[Extracted rows]
++++

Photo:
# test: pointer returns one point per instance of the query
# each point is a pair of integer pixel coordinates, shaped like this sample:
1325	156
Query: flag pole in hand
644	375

++++

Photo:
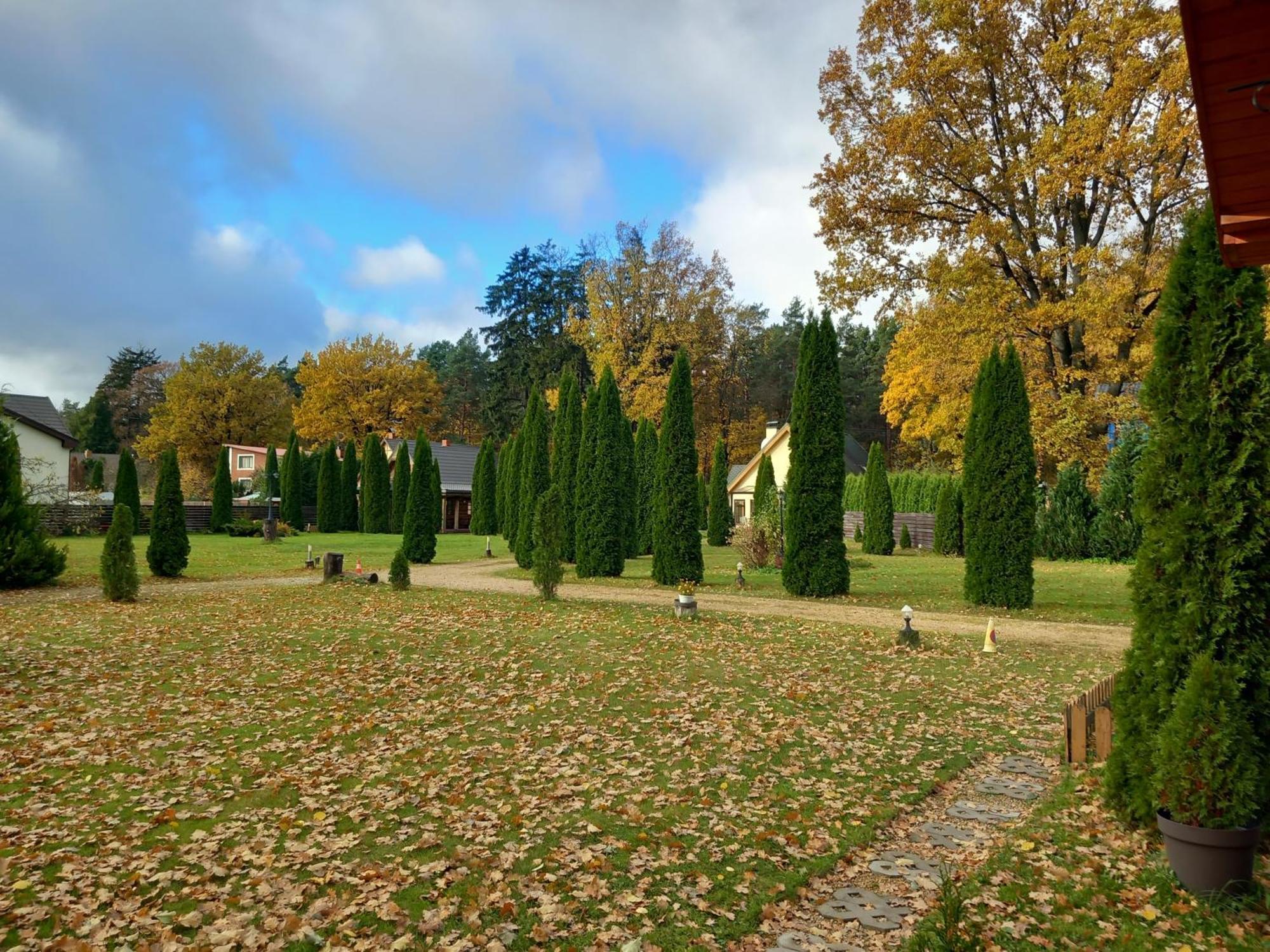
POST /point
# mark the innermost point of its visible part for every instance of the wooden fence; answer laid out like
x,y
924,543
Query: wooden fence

++++

### WHAT THE TASK REQUIRES
Gather every line in the rows above that contains the string "like", matching case exactly.

### SOLUTION
# each point is a pair of integer pixel coordinates, shaped like this sample:
# mark the innermost point of its visible part for every instance of the wooden fence; answer laid out like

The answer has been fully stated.